[GIVEN PROBLEM] Swap "trace the outline" for "draw the boundary" throughout the lines below and write them out again with nothing else changed. Leave the pictures out of your answer.
## BEGIN
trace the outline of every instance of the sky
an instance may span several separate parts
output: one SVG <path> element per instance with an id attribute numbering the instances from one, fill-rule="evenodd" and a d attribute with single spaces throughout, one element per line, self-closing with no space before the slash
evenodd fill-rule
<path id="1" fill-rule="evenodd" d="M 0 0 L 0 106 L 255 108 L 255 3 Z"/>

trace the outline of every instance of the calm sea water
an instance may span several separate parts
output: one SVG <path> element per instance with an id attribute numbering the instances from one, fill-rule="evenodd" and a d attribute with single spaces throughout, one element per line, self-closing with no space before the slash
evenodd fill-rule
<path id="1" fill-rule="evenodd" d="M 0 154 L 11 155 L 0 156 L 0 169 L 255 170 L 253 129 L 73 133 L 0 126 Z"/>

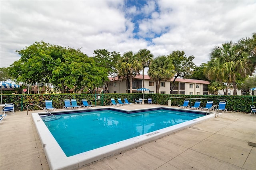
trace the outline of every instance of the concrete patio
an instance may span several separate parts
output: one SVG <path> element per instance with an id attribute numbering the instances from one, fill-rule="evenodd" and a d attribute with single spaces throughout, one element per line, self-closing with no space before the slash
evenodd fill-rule
<path id="1" fill-rule="evenodd" d="M 38 112 L 17 112 L 1 122 L 0 169 L 49 169 L 31 116 Z M 228 112 L 80 169 L 255 170 L 256 136 L 256 115 Z"/>

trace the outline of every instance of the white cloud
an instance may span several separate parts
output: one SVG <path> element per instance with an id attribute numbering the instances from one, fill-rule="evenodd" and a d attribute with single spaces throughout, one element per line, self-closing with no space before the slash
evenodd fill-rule
<path id="1" fill-rule="evenodd" d="M 1 1 L 0 66 L 20 58 L 16 50 L 42 40 L 82 47 L 89 56 L 102 48 L 122 54 L 146 48 L 155 56 L 184 50 L 187 56 L 194 55 L 199 65 L 208 61 L 216 45 L 256 30 L 254 1 L 148 1 L 141 8 L 126 8 L 127 3 Z M 131 17 L 138 14 L 144 18 L 133 23 Z M 136 24 L 137 36 L 152 38 L 152 42 L 134 38 Z"/>

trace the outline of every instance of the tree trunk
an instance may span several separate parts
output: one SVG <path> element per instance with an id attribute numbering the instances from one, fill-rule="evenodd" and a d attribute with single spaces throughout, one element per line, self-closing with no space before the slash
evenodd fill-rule
<path id="1" fill-rule="evenodd" d="M 142 87 L 145 87 L 145 81 L 144 81 L 144 67 L 142 70 Z"/>
<path id="2" fill-rule="evenodd" d="M 159 94 L 159 89 L 160 89 L 160 83 L 161 81 L 158 80 L 156 81 L 156 93 Z"/>
<path id="3" fill-rule="evenodd" d="M 233 91 L 233 95 L 234 96 L 236 96 L 237 95 L 237 93 L 236 92 L 236 81 L 233 81 L 232 82 L 233 84 L 233 88 L 234 89 L 234 91 Z"/>
<path id="4" fill-rule="evenodd" d="M 65 93 L 65 86 L 64 86 L 64 83 L 61 83 L 61 93 Z"/>

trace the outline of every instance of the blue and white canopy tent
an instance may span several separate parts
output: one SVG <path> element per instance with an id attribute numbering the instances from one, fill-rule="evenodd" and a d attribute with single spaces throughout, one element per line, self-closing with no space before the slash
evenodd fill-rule
<path id="1" fill-rule="evenodd" d="M 14 88 L 20 87 L 20 86 L 15 84 L 10 83 L 4 81 L 0 81 L 0 87 L 1 87 L 1 104 L 2 105 L 2 95 L 3 89 L 14 89 Z"/>
<path id="2" fill-rule="evenodd" d="M 146 89 L 146 88 L 144 88 L 144 87 L 142 87 L 142 88 L 141 88 L 140 89 L 137 89 L 137 91 L 150 91 L 150 90 L 149 89 Z M 142 92 L 143 94 L 143 99 L 144 99 L 144 93 Z"/>

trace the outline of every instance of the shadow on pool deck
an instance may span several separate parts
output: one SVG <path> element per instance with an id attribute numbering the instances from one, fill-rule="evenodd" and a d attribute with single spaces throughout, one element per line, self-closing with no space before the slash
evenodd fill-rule
<path id="1" fill-rule="evenodd" d="M 159 106 L 166 106 L 118 108 Z M 38 112 L 16 112 L 1 122 L 0 169 L 49 169 L 31 116 Z M 248 142 L 256 136 L 256 116 L 228 112 L 80 169 L 255 170 L 256 148 Z"/>

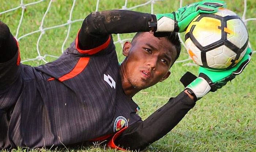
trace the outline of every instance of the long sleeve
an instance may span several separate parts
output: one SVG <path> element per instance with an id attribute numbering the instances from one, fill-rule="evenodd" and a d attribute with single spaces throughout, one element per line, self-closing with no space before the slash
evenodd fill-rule
<path id="1" fill-rule="evenodd" d="M 156 20 L 154 15 L 131 11 L 114 10 L 91 13 L 84 20 L 78 34 L 82 50 L 104 43 L 112 34 L 149 31 L 148 22 Z"/>
<path id="2" fill-rule="evenodd" d="M 144 121 L 128 127 L 114 141 L 130 150 L 142 150 L 170 132 L 196 103 L 184 92 L 157 110 Z"/>
<path id="3" fill-rule="evenodd" d="M 8 26 L 0 21 L 0 63 L 12 58 L 18 49 L 15 38 Z"/>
## END
[COMPLETE ANSWER]
draw the boundary of every instance of the sky
an instance may span several separate parts
output: one SVG <path> element per instance with an id attribute numbering the instances from one, fill-rule="evenodd" and a d attribute with single spaces throughout, one element per line, self-closing with no space before the slash
evenodd fill-rule
<path id="1" fill-rule="evenodd" d="M 0 0 L 0 106 L 255 108 L 255 3 Z"/>

draw the boundary of every instance of the calm sea water
an instance may span several separate parts
output: one SVG <path> element per instance with an id attribute numbering the instances from one, fill-rule="evenodd" and a d attribute with single spaces throughout, one element per line, self-closing with no space before the slash
evenodd fill-rule
<path id="1" fill-rule="evenodd" d="M 0 154 L 11 155 L 0 156 L 0 169 L 255 170 L 253 129 L 73 133 L 0 126 Z"/>

draw the boundary of every instance of the concrete patio
an instance may span several separate parts
output: one SVG <path> element per instance with an id attribute numbering the instances from one, fill-rule="evenodd" and a d attribute with single spaces throughout, one element per line, self-closing with no space before the slash
evenodd fill-rule
<path id="1" fill-rule="evenodd" d="M 38 112 L 17 112 L 1 122 L 0 169 L 49 169 L 31 116 Z M 228 112 L 80 169 L 255 170 L 256 136 L 256 115 Z"/>

draw the boundary of every instance of the white cloud
an instance may span several separate parts
output: one SVG <path> element per instance with an id attribute numbering the instances from one, fill-rule="evenodd" and a d attribute with single spaces throughout, one element per line, self-closing with no space before the slash
evenodd fill-rule
<path id="1" fill-rule="evenodd" d="M 1 1 L 0 66 L 20 58 L 16 50 L 42 40 L 82 47 L 89 56 L 102 48 L 122 54 L 146 48 L 155 56 L 184 50 L 187 56 L 194 55 L 199 65 L 208 61 L 216 45 L 256 30 L 254 1 L 148 1 L 141 8 L 126 8 L 127 3 Z M 131 17 L 138 14 L 144 18 L 133 23 Z M 136 24 L 137 36 L 152 38 L 152 42 L 134 38 Z"/>

draw the boundary of every instance of the tree trunk
an instance may span several separate parts
output: one SVG <path> element per instance with an id attribute numbering the instances from one, fill-rule="evenodd" and a d attribute with single spaces throughout, one element per line, self-closing with no space before the slash
evenodd fill-rule
<path id="1" fill-rule="evenodd" d="M 142 87 L 145 87 L 145 81 L 144 81 L 144 67 L 142 70 Z"/>
<path id="2" fill-rule="evenodd" d="M 159 94 L 159 89 L 160 89 L 160 83 L 161 81 L 158 80 L 156 81 L 156 93 Z"/>
<path id="3" fill-rule="evenodd" d="M 233 91 L 233 95 L 234 96 L 236 96 L 237 95 L 237 93 L 236 92 L 236 81 L 233 81 L 232 82 L 233 84 L 233 88 L 234 89 L 234 91 Z"/>
<path id="4" fill-rule="evenodd" d="M 65 93 L 65 86 L 64 86 L 64 83 L 61 83 L 61 93 Z"/>

draw the boundary of every instance of the blue and white canopy tent
an instance may span several separate parts
output: one SVG <path> element per instance with an id attribute numbering the instances from one, fill-rule="evenodd" and a d attribute with single spaces throughout, one element per line, self-closing with no space before the slash
evenodd fill-rule
<path id="1" fill-rule="evenodd" d="M 14 88 L 20 87 L 20 86 L 15 84 L 10 83 L 4 81 L 0 81 L 0 87 L 1 87 L 1 104 L 2 105 L 2 95 L 3 89 L 14 89 Z"/>
<path id="2" fill-rule="evenodd" d="M 146 89 L 146 88 L 144 88 L 144 87 L 142 87 L 142 88 L 141 88 L 140 89 L 137 89 L 137 91 L 150 91 L 150 90 L 149 89 Z M 142 92 L 143 94 L 143 99 L 144 99 L 144 93 Z"/>

draw the boundary of every instance of the shadow on pool deck
an instance may span several separate parts
output: one SVG <path> element per instance with an id attribute numbering the instances from one, fill-rule="evenodd" and a d attribute with single spaces throughout, one element per line, self-closing with no space before the slash
evenodd fill-rule
<path id="1" fill-rule="evenodd" d="M 159 106 L 166 106 L 118 108 Z M 38 112 L 16 112 L 1 122 L 0 169 L 49 169 L 31 116 Z M 248 142 L 256 136 L 256 116 L 228 112 L 80 169 L 255 170 L 256 148 Z"/>

draw the boundary of every instance of the long sleeve
an instance may span several separate parts
output: one SVG <path> element per instance with an id attribute numbering the instances from one, fill-rule="evenodd" and a d attribute with single spaces throughout, one element per line, self-closing with no space before the slash
evenodd fill-rule
<path id="1" fill-rule="evenodd" d="M 156 20 L 154 15 L 131 11 L 114 10 L 91 13 L 84 20 L 78 34 L 82 50 L 104 43 L 112 34 L 149 31 L 148 22 Z"/>
<path id="2" fill-rule="evenodd" d="M 144 121 L 128 127 L 114 141 L 130 150 L 142 150 L 170 132 L 196 103 L 184 92 L 157 110 Z"/>
<path id="3" fill-rule="evenodd" d="M 8 26 L 0 21 L 0 63 L 12 58 L 18 49 L 15 38 Z"/>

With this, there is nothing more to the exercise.